*YOUR OBJECTIVE:* Write out the rows again from the first line through the line with "(180, 224), (437, 425)", including both of those lines. Keep the requests and their sample formats unchanged, but scale every coordinate in the answers by 1.5 and round each to a whole number, with halves rounded up.

*A block of data:*

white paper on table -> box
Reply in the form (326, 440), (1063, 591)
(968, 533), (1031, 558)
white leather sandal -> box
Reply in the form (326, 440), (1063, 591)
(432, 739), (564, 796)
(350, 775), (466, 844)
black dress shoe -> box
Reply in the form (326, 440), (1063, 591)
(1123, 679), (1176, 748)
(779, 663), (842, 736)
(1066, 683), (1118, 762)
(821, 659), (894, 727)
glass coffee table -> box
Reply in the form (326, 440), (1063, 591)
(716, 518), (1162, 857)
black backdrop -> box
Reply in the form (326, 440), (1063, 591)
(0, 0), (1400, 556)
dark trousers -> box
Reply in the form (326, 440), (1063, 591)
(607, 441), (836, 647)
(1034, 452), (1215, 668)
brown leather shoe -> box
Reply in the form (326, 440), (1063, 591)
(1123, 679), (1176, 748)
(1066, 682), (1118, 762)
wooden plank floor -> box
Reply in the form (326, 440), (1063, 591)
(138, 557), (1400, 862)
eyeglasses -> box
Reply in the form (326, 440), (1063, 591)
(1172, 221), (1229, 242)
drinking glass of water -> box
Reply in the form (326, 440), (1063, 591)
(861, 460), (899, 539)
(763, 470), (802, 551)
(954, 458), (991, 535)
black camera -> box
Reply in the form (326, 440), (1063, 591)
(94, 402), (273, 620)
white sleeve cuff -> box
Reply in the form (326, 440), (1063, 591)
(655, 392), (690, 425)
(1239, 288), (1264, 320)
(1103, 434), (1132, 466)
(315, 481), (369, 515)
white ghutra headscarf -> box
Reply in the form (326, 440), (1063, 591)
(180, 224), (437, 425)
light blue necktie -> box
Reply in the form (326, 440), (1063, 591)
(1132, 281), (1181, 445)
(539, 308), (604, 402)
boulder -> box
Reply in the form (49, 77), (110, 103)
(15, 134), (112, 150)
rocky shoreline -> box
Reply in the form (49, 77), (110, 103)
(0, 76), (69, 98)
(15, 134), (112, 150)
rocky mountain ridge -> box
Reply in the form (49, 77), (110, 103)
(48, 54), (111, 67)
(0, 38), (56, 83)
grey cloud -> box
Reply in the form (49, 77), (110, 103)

*ANSWER IN FULL:*
white paper on table -> box
Reply in the form (326, 440), (1063, 591)
(1452, 800), (1547, 837)
white leather sandal -> box
Reply in the form (326, 440), (1063, 591)
(648, 1109), (846, 1194)
(525, 1163), (699, 1266)
black dress shoe -> box
Reply in the form (326, 440), (1063, 591)
(1685, 1019), (1764, 1122)
(1169, 995), (1263, 1104)
(1599, 1025), (1677, 1143)
(1232, 989), (1341, 1091)
glass coffee table -> box
Reply in the form (326, 440), (1063, 591)
(1074, 777), (1743, 1286)
black backdrop -> box
Reply in the form (326, 440), (1063, 591)
(0, 0), (2100, 834)
dark trousers -> box
Reply in the form (326, 440), (1063, 591)
(911, 662), (1254, 971)
(1551, 678), (1823, 1002)
brown leather shoe -> box
Reply in the form (326, 440), (1063, 591)
(1685, 1019), (1764, 1122)
(1599, 1023), (1677, 1143)
wooden plank floor -> box
Reply in the form (326, 440), (1063, 591)
(207, 836), (2100, 1293)
eyeglasses -> box
Reply in the form (326, 440), (1063, 591)
(1758, 332), (1844, 363)
drinking glass of water -> box
Reply in the form (326, 440), (1063, 591)
(1292, 690), (1349, 809)
(1145, 705), (1203, 827)
(1431, 687), (1487, 803)
black camera -> box
Reply in the form (326, 440), (1063, 591)
(141, 603), (410, 930)
white sleeve cuff -> box
Reply in the form (326, 440), (1063, 591)
(983, 588), (1035, 638)
(1859, 432), (1896, 480)
(1655, 651), (1698, 699)
(473, 722), (554, 773)
white ghutra headscarf -> box
Reply in the form (326, 440), (1063, 591)
(270, 336), (656, 638)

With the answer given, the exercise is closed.